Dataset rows
-- begin --

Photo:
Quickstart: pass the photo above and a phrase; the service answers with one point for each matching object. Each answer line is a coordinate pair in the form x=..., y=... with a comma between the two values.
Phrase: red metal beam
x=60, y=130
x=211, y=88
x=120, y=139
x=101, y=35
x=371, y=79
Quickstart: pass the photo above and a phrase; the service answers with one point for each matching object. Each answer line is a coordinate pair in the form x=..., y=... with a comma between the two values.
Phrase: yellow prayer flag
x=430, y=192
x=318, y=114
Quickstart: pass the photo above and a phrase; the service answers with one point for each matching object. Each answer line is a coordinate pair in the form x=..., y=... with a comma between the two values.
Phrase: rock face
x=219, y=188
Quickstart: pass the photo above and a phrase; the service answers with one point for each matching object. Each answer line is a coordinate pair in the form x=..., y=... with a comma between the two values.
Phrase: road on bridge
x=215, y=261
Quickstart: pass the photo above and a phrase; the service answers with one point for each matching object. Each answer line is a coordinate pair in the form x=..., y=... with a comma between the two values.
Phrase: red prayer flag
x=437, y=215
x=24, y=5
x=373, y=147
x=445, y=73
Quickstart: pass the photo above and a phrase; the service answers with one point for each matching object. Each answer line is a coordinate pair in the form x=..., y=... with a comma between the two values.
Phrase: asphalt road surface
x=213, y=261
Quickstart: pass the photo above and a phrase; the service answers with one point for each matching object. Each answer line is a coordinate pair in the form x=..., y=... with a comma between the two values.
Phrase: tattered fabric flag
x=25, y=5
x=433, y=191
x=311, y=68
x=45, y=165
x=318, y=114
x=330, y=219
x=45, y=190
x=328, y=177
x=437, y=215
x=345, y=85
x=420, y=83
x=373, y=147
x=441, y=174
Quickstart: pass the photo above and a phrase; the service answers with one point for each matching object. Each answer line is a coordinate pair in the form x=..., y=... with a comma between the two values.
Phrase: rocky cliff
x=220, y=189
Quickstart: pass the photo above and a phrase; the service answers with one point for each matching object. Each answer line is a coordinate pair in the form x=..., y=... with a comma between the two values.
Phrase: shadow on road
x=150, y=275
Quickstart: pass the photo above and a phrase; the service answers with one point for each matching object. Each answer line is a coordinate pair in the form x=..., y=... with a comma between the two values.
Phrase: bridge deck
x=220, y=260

-- end --

Copy out every line of the data above, exactly as given.

Answer to this task »
Photo:
Quickstart: pass the photo above and a phrase; the service answers with one point for each matching object. Each answer line is a coordinate pair in the form x=..., y=... with a comma between the two values.
Phrase: red metal beam
x=60, y=130
x=211, y=88
x=120, y=139
x=101, y=35
x=371, y=79
Quickstart: pass the photo above and a phrase; the service answers with one point for each matching object. Each answer line is a coordinate pair in the form x=..., y=... with a comma between the two values.
Phrase: yellow prayer flag
x=430, y=192
x=318, y=114
Quickstart: pass the photo above and a phrase; the service answers with one point for each matching object. Each answer line is a coordinate pair in the form x=..., y=... with a comma between the two values.
Phrase: rock face
x=219, y=188
Quickstart: pass the photo above and a phrase; the service answers with one point for each matching object. Each answer line is a coordinate pair in the form x=..., y=... with a comma between the two values.
Phrase: road on bridge
x=215, y=261
Quickstart: pass the photo above and a phrase; the service answers with one point for each matching object. Each answer line is a coordinate pair in the form x=..., y=... with a comma between the two values.
Phrase: red prayer flag
x=437, y=215
x=24, y=5
x=373, y=147
x=445, y=73
Quickstart: pass the photo above and a phrase; the service answers with one point for each matching object. Each answer line is a coordinate pair in the form x=..., y=... with a comma between the two values.
Phrase: asphalt road surface
x=213, y=261
Quickstart: pass the photo above and a phrase; the service answers with one point for each matching object. Each answer line is a coordinate pair in the form x=..., y=... with a comma between the two values.
Phrase: tattered fabric flag
x=25, y=5
x=433, y=191
x=311, y=68
x=45, y=165
x=318, y=114
x=330, y=219
x=45, y=190
x=328, y=177
x=437, y=215
x=345, y=85
x=420, y=83
x=373, y=147
x=441, y=174
Quickstart: pass the photo above and a phrase; the service answers with one point for each matching object. Each answer line is a coordinate pair in the form x=..., y=... with a comma between the two values.
Phrase: rocky cliff
x=220, y=189
Quickstart: pass the photo above and a phrase; the service answers with one point for each matching object. Each answer line is a coordinate pair in the form x=..., y=... with a comma between the two values.
Phrase: shadow on road
x=150, y=275
Quickstart: pass the photo above and a phrase; the service answers with one point for each matching object. Each answer line is a coordinate pair in the form x=..., y=... with a comma between the two values.
Phrase: bridge deck
x=220, y=260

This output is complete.